Prompt: Locate every line in the rows below that contains the string "branch", and copy each of those lines.

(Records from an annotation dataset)

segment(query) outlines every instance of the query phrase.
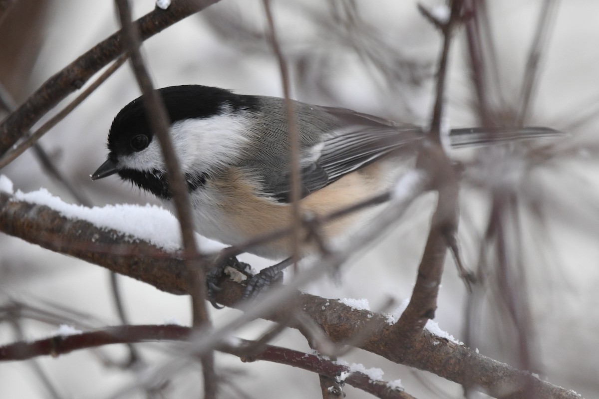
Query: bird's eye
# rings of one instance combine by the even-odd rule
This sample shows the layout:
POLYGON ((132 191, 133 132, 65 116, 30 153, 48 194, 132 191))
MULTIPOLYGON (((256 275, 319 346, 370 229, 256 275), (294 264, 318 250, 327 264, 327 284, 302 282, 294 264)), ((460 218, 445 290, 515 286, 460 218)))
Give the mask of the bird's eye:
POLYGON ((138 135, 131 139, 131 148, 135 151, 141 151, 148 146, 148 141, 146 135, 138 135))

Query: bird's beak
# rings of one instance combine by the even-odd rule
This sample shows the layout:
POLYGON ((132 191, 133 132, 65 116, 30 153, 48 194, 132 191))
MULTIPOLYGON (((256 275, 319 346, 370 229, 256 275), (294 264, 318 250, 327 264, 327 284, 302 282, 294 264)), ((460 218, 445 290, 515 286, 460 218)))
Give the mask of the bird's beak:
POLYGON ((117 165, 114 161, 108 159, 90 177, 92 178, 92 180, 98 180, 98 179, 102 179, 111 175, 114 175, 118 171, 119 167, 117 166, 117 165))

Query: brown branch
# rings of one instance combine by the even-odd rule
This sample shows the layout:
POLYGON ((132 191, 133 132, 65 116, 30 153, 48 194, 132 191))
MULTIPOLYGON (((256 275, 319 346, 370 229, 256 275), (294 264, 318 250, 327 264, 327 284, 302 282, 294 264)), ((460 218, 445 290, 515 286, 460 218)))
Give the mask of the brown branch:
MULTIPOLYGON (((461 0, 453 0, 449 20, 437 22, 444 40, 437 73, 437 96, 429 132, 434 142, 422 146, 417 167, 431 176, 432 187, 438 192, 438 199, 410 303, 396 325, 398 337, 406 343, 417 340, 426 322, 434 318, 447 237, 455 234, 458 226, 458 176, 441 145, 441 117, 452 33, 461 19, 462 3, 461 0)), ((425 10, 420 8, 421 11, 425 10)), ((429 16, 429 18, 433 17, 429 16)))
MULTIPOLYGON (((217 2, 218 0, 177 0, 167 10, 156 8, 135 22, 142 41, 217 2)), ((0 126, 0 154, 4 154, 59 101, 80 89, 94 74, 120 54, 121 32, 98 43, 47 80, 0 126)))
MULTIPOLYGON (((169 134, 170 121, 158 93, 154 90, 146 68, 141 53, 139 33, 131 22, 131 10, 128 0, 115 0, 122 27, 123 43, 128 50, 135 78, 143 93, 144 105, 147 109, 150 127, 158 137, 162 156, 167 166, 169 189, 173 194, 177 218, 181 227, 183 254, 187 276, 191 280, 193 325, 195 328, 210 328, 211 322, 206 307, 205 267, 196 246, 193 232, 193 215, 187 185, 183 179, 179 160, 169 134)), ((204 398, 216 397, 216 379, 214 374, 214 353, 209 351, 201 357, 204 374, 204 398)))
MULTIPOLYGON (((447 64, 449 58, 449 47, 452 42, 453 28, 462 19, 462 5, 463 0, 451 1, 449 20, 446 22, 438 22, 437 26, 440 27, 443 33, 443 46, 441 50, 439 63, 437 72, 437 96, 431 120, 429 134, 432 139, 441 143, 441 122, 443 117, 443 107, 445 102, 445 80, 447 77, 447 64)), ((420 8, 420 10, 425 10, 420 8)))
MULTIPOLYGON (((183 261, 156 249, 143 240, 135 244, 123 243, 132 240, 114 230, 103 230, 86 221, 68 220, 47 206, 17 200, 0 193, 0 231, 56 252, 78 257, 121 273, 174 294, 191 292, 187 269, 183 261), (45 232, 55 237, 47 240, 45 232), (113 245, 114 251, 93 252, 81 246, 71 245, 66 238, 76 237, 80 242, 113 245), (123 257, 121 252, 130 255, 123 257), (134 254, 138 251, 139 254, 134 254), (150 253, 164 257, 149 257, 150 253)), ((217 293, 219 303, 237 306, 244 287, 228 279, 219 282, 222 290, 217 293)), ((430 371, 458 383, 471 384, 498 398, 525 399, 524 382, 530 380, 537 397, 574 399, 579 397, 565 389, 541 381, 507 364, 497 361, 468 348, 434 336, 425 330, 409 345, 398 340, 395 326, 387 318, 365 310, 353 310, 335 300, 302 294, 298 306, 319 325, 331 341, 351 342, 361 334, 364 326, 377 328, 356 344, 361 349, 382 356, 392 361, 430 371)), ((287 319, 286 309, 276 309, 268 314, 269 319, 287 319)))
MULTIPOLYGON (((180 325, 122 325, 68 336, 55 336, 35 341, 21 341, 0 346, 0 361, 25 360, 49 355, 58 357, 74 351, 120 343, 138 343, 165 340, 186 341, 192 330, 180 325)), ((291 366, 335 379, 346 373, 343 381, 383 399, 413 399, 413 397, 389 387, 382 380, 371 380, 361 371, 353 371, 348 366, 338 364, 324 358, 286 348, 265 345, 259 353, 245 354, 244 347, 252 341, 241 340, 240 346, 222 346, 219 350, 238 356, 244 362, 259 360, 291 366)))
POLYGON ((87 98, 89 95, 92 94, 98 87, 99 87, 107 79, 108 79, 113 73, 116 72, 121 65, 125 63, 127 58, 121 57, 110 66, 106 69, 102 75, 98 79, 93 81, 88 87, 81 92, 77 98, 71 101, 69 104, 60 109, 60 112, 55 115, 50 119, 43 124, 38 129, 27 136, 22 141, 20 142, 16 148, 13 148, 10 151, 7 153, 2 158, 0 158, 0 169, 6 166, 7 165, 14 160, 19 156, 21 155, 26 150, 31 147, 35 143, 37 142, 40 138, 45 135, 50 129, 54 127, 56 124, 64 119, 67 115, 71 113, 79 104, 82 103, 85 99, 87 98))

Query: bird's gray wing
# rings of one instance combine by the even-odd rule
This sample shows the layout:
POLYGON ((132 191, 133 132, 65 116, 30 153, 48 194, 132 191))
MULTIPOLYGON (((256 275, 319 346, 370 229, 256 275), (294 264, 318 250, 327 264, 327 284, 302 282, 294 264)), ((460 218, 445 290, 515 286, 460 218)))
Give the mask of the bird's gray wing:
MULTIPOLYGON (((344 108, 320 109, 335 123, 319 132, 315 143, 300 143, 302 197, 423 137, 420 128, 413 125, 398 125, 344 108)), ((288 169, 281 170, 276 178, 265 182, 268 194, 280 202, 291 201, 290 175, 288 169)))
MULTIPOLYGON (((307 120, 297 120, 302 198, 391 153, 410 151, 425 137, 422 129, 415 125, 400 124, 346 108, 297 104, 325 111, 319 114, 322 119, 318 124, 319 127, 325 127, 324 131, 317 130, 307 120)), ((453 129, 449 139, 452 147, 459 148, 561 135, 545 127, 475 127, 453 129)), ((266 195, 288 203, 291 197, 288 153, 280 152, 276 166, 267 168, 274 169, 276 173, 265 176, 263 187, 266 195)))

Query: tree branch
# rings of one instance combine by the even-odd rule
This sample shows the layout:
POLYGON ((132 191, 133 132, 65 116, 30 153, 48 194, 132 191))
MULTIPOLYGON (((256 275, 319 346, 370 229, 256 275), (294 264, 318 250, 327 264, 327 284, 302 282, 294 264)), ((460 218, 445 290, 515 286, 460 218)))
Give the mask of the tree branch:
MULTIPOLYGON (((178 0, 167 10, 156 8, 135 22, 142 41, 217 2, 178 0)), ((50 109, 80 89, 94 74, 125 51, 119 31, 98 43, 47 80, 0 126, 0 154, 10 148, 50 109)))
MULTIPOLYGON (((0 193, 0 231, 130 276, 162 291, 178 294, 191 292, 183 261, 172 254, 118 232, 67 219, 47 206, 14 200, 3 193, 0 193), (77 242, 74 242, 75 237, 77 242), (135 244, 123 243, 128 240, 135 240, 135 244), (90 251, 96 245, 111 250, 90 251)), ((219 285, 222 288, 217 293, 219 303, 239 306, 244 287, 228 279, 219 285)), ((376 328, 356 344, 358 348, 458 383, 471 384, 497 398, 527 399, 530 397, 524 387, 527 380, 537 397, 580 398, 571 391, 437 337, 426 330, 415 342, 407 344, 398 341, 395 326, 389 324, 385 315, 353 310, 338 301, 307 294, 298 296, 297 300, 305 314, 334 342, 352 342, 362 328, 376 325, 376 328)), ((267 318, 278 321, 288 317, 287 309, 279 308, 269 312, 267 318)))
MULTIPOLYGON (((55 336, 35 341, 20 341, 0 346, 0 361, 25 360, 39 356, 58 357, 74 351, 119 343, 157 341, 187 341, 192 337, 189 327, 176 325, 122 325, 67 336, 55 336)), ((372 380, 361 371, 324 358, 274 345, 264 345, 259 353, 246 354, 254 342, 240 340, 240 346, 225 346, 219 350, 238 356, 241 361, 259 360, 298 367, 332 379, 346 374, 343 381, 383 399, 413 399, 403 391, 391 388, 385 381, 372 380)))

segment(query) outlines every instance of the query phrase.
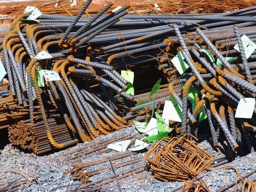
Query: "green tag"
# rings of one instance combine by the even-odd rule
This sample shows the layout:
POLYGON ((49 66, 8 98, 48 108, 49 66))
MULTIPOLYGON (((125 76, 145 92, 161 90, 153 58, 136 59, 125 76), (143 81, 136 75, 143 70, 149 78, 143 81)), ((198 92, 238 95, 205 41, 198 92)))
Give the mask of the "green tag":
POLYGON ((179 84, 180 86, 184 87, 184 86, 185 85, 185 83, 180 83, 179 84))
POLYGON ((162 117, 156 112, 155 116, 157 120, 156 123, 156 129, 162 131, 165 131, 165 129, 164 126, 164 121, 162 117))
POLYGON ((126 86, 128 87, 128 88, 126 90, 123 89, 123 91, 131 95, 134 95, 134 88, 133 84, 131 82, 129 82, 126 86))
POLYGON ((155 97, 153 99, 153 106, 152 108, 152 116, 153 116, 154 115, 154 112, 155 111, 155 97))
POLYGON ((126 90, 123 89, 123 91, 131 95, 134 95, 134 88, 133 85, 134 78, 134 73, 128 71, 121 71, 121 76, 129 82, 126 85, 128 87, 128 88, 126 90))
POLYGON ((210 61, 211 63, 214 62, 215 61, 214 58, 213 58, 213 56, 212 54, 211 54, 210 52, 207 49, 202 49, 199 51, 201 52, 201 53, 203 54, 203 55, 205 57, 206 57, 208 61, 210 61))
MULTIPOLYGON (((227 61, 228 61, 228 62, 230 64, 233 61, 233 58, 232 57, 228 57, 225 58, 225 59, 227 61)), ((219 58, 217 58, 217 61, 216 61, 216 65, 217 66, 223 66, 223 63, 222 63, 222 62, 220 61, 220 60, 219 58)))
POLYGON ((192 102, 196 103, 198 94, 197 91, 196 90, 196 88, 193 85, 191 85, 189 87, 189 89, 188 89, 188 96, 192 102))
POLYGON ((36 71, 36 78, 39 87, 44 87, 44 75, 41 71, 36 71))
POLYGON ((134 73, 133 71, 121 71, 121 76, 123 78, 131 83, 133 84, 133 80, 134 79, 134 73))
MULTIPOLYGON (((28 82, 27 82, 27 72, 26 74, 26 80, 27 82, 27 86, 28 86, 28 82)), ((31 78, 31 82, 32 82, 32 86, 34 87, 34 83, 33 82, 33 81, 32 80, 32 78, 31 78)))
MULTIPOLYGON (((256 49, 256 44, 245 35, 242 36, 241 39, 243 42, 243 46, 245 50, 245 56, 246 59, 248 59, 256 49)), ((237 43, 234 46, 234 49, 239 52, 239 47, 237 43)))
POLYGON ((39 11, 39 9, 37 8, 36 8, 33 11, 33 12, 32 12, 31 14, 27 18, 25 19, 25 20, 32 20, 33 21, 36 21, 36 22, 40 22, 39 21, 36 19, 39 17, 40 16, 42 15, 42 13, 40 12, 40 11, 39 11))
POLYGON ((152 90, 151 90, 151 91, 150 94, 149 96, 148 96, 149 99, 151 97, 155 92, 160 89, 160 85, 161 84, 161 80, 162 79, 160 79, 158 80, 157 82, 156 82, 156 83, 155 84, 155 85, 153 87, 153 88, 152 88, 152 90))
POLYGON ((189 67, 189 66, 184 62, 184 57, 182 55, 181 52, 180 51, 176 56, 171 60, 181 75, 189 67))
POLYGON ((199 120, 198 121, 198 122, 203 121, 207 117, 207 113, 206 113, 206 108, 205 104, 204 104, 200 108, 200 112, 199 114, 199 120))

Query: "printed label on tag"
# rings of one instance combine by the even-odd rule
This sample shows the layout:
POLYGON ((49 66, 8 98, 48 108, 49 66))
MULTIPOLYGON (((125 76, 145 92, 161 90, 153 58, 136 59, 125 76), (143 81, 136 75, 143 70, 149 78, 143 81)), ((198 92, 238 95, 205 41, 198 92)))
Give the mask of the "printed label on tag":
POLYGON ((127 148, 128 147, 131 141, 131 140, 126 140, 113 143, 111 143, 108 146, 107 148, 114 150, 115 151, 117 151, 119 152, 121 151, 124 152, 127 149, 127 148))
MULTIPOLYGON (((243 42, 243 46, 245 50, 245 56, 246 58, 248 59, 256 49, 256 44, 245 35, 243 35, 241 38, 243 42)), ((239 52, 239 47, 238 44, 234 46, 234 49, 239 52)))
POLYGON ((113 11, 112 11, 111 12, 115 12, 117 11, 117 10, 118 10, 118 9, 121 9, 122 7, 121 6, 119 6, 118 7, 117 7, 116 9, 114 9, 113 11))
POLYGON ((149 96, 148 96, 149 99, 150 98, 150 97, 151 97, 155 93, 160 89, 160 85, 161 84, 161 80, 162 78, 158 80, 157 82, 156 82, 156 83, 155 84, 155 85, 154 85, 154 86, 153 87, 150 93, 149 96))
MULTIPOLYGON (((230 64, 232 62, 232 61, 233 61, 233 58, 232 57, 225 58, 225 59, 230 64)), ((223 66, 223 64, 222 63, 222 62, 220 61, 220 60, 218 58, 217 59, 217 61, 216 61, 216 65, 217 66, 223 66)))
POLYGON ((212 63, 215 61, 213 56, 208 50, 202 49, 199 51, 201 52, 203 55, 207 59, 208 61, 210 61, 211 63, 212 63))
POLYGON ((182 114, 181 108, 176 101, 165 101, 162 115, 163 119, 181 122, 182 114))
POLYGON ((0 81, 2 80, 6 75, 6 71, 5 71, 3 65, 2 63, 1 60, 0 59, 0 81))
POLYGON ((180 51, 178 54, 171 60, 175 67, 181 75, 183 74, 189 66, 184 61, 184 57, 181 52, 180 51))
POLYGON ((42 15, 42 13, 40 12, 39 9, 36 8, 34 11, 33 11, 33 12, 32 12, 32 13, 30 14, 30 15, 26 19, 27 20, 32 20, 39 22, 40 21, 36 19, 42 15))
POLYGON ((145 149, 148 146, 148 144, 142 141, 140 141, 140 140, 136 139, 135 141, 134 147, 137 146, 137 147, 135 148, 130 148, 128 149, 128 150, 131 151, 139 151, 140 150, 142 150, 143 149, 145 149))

Complete answer:
Query: brown branch
Give the mask of the brown branch:
Query: tree branch
Give the mask of the tree branch:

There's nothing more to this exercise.